Extract provided:
- - - -
I’m glad Barbara Kay criticized my book, When Everything Feels Like the Movies. Her recent op-ed for the National Post, “Wasted tax dollars on a values-void novel,” reinforced why I wrote it in the first place, to educate people and open their eyes to a world and a character they may have not understood before. Kay now knows that there is a difference between a transgender person and a flamboyant gay boy. Or so I would hope. Last week, I noticed someone tweeted at her that she had mislabeled my fabulous narrator Jude as transgender. (He’s not. The book is about his coming of age as a gay teen.) Instead of retracting the error, which has since been picked up by other media outlets, she responded by tweeting, “Jude is certainly trans-something (most boys don’t wear lipstick) . . .”
When I first read Kay’s article, I thought it was sensationalistic and fear-mongering. I loved it! I knew that up in heaven, or down in hell where Kay had placed him, Jude was basking in the drama.
I even thought some of her sentiments were poignant. “Jude is a reverse Peter Pan: sexually adult, but socially infantile,” she wrote. “His egoism is unapologetically absolute.”
I was touched. She’d just defined Generation Y, but instead of seeing Jude as an emblem of the isolation faced by young people today, she instead saw him as a villain. Weird, explicit, void. She demonized him.
As I read on, the other Louboutin dropped. It became increasingly transparent this wasn’t just an opinion. This was God’s opinion.
Kay’s attack seems to stem from religious outrage. She has dehumanized Jude, making him into a sort of Antichrist attention whore, taking lascivious selfies and poisoning the youth with his glitter and endless masturbating. (“Anti-Christian images are thrown in gratuitously,” she wrote. “Jude’s first experience in anal penetration is graphically described. We’re not in Green Gables anymore, Toto.”) Beware the gay glitter come! As Kay defined him, Jude has somehow asked for it.
It being death. It being the real murder of a boy like Jude—a boy like me, a boy who exists and who deserves to be represented in young adult literature and beyond. A boy named Larry Fobes King.
The Post has redeemed itself with books editor Emily M. Keeler’s review, which brought the focus back to Larry—a fifteen-year-old gay boy from California who was killed by his crush, a fourteen-year-old straight boy, after asking him on a Valentine’s date. (The story inspired me to invent Jude, and write a world for him to inhabit.) During the trial of Larry’s murderer Brandon McInerney, many of the conservative, white, Christian jurors sympathized with the defendant, a blue-eyed boy next door. They vilified the victim, who was half-black and unabashedly queer. They claimed they could understand how Brandon was driven to murder Larry over his overt sexuality. The jurors wanted Brandon saved. They even wore “Save Brandon” bracelets around their wrists.
- - - -
Data section:

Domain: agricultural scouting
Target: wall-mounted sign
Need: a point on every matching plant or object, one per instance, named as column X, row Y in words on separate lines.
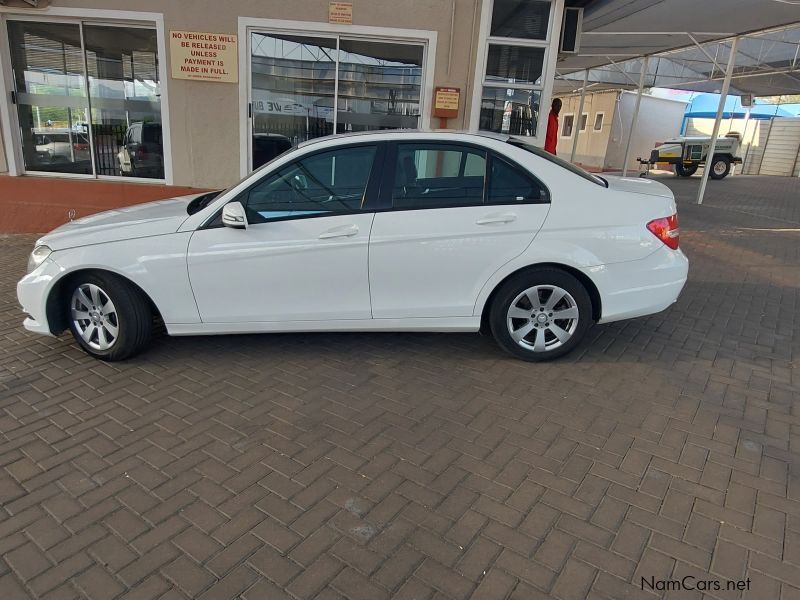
column 204, row 56
column 445, row 102
column 340, row 12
- - - -
Things to do:
- a) Decide whether each statement agrees with the reply to Barbara Kay, and quote the words that settle it: (i) Jude, the narrator of the novel, is transgender. (ii) Larry Fobes King was fifteen when he was killed. (iii) Some of the jurors wore bracelets in support of the defendant.
- b) Continue the reply to Barbara Kay from its final sentence.
The listing above comes from a separate source.

Expected responses:
- a)
(i) No: "He’s not. The book is about his coming of age as a gay teen."
(ii) Yes: "a fifteen-year-old gay boy from California who was killed by his crush"
(iii) Yes: "They even wore “Save Brandon” bracelets around their wrists."

- b)
The jurors were deluded by a dubious “homo-panic” defence. Poor Brandon couldn’t get away from the big, bad faggot blowing him kisses in the hallway at school. He had no choice but to kill him. Brandon was bullied too, they implied.
It’s as if we can’t feel sorry for a murdered queer unless he lived as a saint. In the martyrdom of Matthew Shepard, it is often overlooked that Shepard was HIV positive and cruising for gay sex the night he was attacked. Does acknowledging those facts take away from our ability to empathize with his brutal fate, or to consider him a victim?
In creating Jude, I was determined to keep all of his flaws intact. They are a part of him and his world. A generation whose hearts only beat when their followers on Instagram are clicking the heart emoticon next to their photos, filling it red. They are at times ruthless and selfish, only finding self-worth in social media statistics. Barbara Kay aptly labeled Jude values-void. True. Everything he and his peers do is about getting more “likes.” There is no agenda to that truth being represented in my book, other than accuracy. I tried to portray a detached and damaged digital youth.
Underneath Jude’s harsh and provocative bravado is a lost soul, who like all of us, just wants to be loved. Only his culture doesn’t differentiate attention from love, and so he relies on shock to get a reaction from those around him. Jude is revolting against the confines of a society that has decided what is appropriate of “most boys.” Instead of his individuality being celebrated and nurtured, he is oppressed in the same way my book is in being attacked by petitioners who are attempting to revoke its Governor General’s Literary Award because of their hyperbolic, illusionary fear of its corruptive effects on the children.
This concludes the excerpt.